(Location identification items)
────────────────────────────────────────

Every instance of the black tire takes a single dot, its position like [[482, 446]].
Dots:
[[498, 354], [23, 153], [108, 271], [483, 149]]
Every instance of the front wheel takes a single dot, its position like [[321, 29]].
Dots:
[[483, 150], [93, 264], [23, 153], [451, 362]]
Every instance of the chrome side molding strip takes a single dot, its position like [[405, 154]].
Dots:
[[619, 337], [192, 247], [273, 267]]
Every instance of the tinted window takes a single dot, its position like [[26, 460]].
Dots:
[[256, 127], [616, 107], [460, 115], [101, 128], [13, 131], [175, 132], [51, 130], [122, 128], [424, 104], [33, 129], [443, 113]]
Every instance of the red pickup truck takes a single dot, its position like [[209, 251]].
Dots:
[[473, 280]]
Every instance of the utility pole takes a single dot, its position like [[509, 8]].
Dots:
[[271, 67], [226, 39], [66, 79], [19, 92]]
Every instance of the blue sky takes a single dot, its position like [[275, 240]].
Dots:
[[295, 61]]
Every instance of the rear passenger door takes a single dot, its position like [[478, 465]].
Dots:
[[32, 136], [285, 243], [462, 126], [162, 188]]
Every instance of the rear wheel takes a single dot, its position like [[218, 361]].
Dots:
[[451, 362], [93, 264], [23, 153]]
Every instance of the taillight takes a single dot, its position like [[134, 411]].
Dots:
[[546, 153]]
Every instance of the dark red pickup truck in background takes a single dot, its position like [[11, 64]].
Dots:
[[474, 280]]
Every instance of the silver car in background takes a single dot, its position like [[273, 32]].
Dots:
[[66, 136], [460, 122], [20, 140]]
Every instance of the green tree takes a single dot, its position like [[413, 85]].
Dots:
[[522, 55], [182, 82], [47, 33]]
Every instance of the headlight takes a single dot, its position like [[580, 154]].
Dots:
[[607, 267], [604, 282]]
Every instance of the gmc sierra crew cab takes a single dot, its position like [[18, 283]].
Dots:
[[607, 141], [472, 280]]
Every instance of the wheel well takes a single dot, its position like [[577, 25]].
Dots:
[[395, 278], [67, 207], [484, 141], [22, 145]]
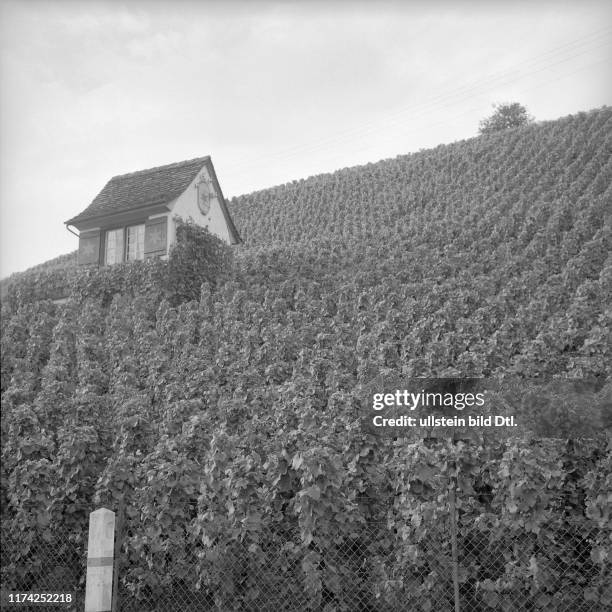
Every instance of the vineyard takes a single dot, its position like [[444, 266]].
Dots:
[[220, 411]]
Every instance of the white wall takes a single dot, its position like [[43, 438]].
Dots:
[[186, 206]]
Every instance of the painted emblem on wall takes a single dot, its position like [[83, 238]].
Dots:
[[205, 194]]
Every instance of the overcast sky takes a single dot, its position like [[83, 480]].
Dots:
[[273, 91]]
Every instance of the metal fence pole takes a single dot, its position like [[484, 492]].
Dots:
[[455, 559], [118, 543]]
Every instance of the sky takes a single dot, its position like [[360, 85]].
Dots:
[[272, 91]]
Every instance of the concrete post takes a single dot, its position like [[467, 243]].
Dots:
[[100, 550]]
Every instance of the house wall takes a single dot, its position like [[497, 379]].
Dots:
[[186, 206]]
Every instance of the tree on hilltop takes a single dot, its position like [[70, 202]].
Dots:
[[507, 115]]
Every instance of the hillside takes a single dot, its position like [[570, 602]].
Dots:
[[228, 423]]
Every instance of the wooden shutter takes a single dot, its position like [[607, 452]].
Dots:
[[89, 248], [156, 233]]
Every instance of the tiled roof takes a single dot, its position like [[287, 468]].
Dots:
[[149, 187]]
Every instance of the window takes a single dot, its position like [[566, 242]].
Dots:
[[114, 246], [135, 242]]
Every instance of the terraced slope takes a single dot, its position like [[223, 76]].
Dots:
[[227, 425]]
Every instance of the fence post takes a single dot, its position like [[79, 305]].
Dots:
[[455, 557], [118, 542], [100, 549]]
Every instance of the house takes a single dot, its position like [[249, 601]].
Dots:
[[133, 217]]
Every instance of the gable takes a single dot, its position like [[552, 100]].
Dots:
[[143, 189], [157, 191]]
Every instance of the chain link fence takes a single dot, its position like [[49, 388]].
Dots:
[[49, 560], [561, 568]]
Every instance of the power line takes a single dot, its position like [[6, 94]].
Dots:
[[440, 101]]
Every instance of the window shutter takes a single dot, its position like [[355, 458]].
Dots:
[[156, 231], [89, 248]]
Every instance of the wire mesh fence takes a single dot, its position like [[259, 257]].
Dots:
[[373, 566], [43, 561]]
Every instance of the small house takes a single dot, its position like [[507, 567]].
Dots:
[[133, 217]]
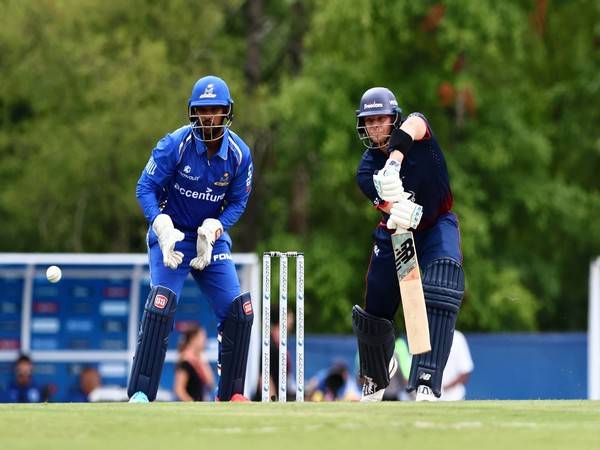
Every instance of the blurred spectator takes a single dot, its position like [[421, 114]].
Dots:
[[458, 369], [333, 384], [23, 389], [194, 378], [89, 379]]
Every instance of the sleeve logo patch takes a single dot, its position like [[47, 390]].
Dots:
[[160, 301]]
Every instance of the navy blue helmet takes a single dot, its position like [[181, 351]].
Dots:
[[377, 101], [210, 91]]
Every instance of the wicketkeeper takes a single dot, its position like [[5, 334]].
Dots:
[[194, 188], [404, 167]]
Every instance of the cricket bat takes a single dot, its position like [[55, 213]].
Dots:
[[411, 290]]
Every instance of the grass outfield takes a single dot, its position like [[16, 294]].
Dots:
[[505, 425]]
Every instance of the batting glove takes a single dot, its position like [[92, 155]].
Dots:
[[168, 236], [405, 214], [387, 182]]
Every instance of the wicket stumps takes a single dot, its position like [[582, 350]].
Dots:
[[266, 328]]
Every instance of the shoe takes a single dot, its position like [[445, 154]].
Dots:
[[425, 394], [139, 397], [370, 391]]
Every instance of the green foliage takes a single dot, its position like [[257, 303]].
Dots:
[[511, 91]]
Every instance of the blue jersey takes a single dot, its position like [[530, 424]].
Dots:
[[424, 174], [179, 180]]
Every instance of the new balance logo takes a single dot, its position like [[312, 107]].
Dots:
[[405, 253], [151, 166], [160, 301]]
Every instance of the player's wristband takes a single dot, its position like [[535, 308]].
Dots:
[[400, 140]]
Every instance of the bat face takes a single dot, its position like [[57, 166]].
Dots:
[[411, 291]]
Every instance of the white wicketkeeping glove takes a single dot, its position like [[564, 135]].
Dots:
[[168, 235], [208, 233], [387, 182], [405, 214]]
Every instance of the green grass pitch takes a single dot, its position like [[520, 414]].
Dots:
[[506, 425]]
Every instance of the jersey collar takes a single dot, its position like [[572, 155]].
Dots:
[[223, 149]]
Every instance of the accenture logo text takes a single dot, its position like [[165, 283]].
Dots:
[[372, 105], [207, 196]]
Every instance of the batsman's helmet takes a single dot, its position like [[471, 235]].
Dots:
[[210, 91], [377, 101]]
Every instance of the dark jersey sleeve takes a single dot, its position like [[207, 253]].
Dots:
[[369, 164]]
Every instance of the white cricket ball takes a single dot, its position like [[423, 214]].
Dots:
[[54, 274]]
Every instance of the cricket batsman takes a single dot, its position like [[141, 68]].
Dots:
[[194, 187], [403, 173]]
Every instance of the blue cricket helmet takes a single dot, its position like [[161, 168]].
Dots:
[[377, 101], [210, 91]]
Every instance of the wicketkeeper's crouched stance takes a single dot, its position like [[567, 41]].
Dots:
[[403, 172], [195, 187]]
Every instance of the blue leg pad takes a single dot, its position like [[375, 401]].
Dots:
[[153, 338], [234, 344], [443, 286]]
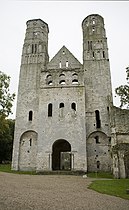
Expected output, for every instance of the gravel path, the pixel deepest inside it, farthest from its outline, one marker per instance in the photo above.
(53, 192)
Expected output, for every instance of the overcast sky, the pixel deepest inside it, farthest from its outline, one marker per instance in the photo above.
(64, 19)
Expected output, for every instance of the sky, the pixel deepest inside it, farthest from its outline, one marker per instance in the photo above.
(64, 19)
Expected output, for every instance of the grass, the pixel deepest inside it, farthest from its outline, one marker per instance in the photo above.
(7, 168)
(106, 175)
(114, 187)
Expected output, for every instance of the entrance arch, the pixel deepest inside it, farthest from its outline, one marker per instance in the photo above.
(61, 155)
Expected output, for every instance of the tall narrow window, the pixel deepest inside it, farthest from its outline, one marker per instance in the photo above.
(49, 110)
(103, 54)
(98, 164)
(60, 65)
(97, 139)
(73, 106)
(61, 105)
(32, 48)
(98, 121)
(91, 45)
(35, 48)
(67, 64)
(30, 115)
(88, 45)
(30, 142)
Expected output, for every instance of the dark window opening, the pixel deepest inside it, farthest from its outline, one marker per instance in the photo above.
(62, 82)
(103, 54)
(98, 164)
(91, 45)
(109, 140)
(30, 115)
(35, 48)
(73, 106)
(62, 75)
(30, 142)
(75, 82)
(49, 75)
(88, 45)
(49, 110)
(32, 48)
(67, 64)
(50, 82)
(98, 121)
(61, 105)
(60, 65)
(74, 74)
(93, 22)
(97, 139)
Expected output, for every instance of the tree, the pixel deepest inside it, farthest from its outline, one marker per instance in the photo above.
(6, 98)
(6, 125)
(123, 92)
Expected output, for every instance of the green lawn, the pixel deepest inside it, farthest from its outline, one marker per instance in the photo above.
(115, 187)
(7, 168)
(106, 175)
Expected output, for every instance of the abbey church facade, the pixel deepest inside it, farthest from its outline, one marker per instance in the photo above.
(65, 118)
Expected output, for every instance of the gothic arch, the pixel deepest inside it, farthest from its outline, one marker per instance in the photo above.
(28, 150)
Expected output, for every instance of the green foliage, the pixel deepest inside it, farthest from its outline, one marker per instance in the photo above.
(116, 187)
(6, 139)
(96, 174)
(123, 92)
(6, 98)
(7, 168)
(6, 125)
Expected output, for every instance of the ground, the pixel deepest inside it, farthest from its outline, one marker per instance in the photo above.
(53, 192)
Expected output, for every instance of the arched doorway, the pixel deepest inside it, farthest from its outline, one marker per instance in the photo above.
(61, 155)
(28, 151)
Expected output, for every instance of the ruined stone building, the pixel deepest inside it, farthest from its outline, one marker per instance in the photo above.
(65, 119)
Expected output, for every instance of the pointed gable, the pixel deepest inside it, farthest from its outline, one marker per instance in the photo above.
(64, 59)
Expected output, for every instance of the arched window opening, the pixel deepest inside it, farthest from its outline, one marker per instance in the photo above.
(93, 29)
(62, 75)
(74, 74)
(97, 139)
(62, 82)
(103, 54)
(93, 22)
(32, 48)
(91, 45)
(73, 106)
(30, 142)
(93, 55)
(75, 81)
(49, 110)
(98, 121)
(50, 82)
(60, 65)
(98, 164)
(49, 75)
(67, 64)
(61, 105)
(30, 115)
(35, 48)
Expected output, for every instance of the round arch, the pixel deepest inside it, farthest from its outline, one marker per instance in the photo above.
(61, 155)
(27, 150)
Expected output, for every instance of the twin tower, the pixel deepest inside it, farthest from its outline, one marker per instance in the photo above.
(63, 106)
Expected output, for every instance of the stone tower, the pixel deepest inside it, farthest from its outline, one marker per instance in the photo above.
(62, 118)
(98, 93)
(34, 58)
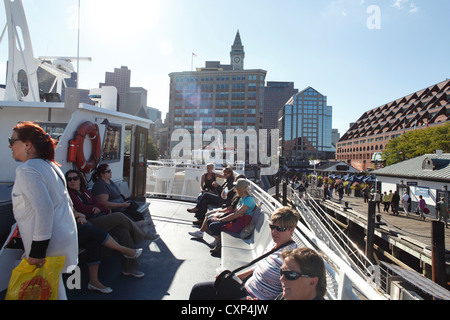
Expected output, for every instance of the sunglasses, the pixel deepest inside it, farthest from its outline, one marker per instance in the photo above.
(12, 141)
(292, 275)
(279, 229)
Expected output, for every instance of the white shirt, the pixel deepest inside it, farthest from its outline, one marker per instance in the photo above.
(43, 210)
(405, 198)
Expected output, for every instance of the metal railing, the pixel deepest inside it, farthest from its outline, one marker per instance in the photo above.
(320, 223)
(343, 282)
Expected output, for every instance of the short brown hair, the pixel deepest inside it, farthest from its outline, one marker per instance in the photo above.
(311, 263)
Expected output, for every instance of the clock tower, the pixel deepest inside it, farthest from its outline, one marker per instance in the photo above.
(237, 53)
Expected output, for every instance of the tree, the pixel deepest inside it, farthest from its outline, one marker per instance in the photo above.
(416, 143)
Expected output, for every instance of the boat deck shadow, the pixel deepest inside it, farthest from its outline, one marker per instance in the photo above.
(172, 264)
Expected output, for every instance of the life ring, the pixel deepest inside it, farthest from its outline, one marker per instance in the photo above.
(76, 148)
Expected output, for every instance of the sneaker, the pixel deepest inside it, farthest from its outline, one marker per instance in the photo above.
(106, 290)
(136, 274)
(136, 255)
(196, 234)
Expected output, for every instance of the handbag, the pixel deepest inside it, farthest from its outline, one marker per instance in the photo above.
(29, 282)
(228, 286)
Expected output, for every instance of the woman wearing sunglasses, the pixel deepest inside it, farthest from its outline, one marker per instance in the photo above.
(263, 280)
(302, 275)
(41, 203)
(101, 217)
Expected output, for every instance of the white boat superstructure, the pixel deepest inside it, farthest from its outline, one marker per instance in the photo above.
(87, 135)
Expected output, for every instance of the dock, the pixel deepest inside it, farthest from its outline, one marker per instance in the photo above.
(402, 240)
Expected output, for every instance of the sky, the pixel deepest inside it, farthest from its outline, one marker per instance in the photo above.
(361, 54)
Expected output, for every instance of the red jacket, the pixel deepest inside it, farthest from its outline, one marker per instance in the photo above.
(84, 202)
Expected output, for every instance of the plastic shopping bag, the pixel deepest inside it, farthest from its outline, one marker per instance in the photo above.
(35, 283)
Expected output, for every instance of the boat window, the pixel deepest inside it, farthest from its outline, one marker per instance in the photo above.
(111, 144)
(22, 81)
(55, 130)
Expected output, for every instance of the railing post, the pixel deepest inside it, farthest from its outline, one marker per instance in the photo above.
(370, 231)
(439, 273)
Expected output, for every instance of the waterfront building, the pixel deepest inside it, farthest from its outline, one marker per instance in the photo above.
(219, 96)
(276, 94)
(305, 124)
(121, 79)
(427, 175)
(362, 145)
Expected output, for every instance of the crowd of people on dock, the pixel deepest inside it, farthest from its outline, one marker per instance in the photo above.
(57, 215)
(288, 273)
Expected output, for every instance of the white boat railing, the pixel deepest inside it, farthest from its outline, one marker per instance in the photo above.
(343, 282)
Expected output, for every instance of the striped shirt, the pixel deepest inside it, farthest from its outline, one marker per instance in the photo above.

────────────────────────────────────────

Reproduce everything from the line containing "Every instance of the tree on" down to the line containing "[[440, 101]]", substituting "stepped slope" for "terraced slope" and leaving all else unchanged. Give only those lines.

▶ _Task result_
Every instance of the tree on hilltop takes a single dot, its position like [[70, 202]].
Dots:
[[507, 115]]
Every instance of the hillside takes a single dot, its position like [[570, 602]].
Dots:
[[228, 423]]
Every instance of the wooden shutter takes a single dot, its position like [[607, 452]].
Dots:
[[89, 248], [156, 233]]
Every instance of the tiled roof takes a single dot, its position like [[287, 468]].
Dots:
[[149, 187]]
Every instance of the window takes a single dot, its position like [[566, 242]].
Dots:
[[114, 246], [135, 242]]
Every instance of the stepped slope takes a single dot, its position like [[223, 76]].
Dots:
[[227, 425]]
Every instance of the fence post takes a single dot, its position like [[79, 305]].
Dots:
[[455, 557], [118, 542], [100, 549]]
Every instance of the house takes a single dot, its position like [[249, 601]].
Dots:
[[133, 217]]
Every instance of the gable takes a single dot, its position like [[552, 100]].
Dots:
[[143, 189], [157, 191]]
Every instance of the chain link fence takes a single dot, its position like [[49, 388]].
Dots:
[[49, 560], [561, 568]]
Every instance of the power line takes a single dot, its position like [[6, 94]].
Dots:
[[440, 101]]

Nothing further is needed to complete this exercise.